[Problem statement]
Repeat the lines of the items from the very first one up to and including the line that contains "point(906, 786)". Leave the pictures out of your answer.

#### Extracted material ####

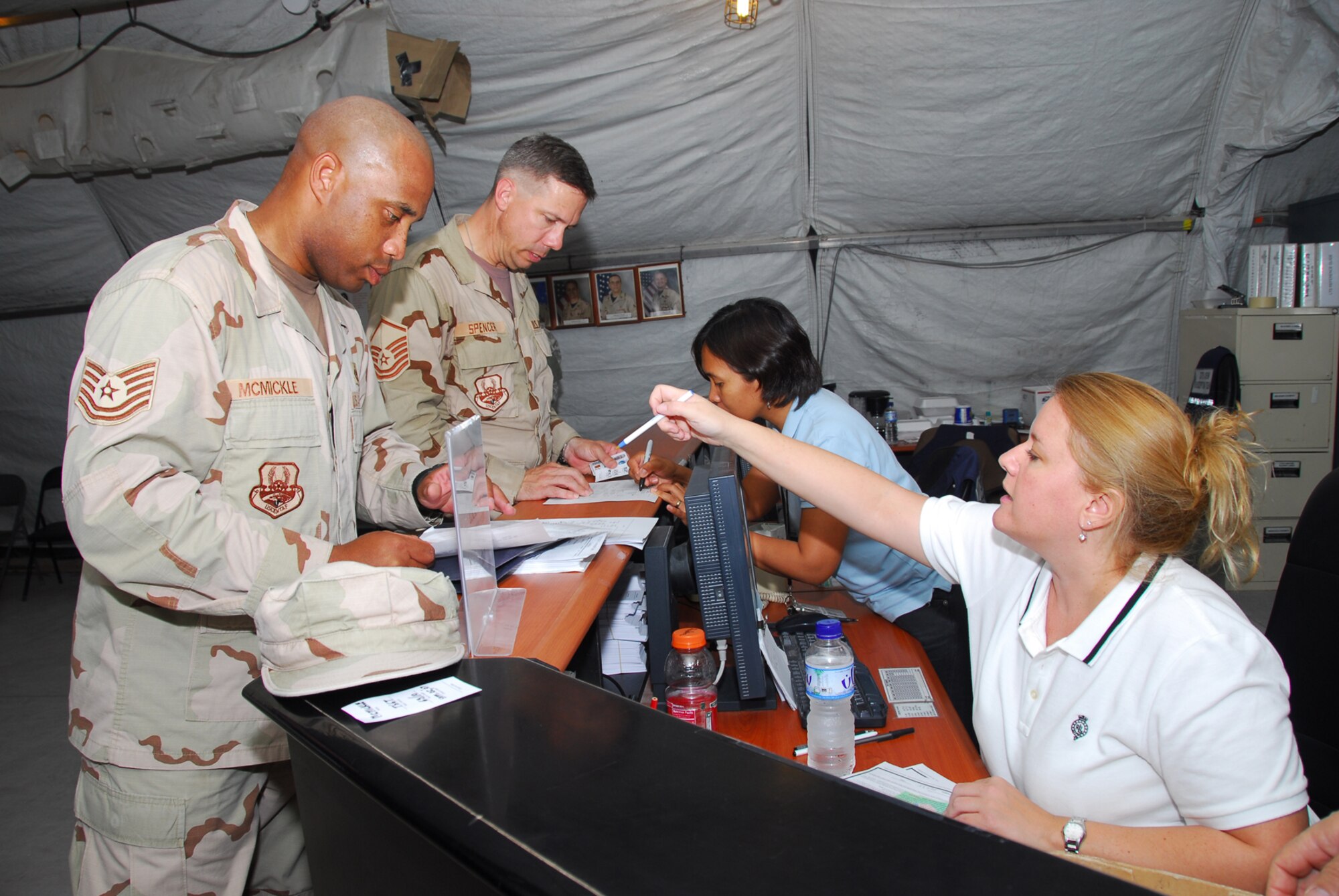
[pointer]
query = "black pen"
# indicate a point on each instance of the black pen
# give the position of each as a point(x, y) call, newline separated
point(864, 737)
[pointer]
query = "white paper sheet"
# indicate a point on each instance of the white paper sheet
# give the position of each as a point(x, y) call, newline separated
point(570, 557)
point(408, 703)
point(633, 531)
point(504, 533)
point(906, 786)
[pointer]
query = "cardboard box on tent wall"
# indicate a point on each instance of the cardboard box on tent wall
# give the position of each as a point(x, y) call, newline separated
point(1034, 396)
point(437, 71)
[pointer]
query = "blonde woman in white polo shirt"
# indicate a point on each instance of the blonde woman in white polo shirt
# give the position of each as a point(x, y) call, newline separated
point(1125, 707)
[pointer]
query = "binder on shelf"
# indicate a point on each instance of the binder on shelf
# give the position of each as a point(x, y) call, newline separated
point(1289, 276)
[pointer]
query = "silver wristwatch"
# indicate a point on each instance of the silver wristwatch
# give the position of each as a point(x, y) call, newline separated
point(1075, 831)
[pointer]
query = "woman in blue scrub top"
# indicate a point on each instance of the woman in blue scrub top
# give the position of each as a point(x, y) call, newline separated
point(760, 365)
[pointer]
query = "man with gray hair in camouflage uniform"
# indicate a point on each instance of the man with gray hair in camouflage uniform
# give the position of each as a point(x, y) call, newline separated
point(456, 329)
point(226, 431)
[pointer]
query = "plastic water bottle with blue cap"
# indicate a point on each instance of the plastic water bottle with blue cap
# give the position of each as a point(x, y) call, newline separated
point(831, 683)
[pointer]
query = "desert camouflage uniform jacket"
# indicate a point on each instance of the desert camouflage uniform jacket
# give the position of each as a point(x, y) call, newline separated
point(215, 451)
point(448, 348)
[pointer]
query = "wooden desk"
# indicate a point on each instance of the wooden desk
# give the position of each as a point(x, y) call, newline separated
point(560, 608)
point(939, 743)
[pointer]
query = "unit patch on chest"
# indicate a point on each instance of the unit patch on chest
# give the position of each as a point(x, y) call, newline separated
point(279, 491)
point(489, 392)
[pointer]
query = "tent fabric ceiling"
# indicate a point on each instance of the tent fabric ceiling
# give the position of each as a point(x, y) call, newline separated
point(832, 116)
point(934, 116)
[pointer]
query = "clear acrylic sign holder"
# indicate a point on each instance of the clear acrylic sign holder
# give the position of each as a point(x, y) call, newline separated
point(492, 616)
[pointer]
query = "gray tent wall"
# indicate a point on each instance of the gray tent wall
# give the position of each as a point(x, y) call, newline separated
point(975, 134)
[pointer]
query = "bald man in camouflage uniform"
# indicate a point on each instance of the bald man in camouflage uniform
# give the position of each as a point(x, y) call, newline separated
point(226, 428)
point(456, 329)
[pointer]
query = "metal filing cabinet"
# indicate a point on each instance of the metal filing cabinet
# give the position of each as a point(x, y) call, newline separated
point(1290, 369)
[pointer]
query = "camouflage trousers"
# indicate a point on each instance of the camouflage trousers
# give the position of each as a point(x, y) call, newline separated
point(227, 832)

####

[Answer]
[pointer]
query = "black pen"
# indicate a point on each instance of the black pen
# give the position of each as a point(x, y) call, newline separated
point(864, 737)
[pointer]
query = "white paper sheet"
# indicate a point on each instance of the white paper sheet
# give the position of each as a point(x, y) call, newline separated
point(570, 557)
point(408, 703)
point(633, 531)
point(504, 533)
point(906, 786)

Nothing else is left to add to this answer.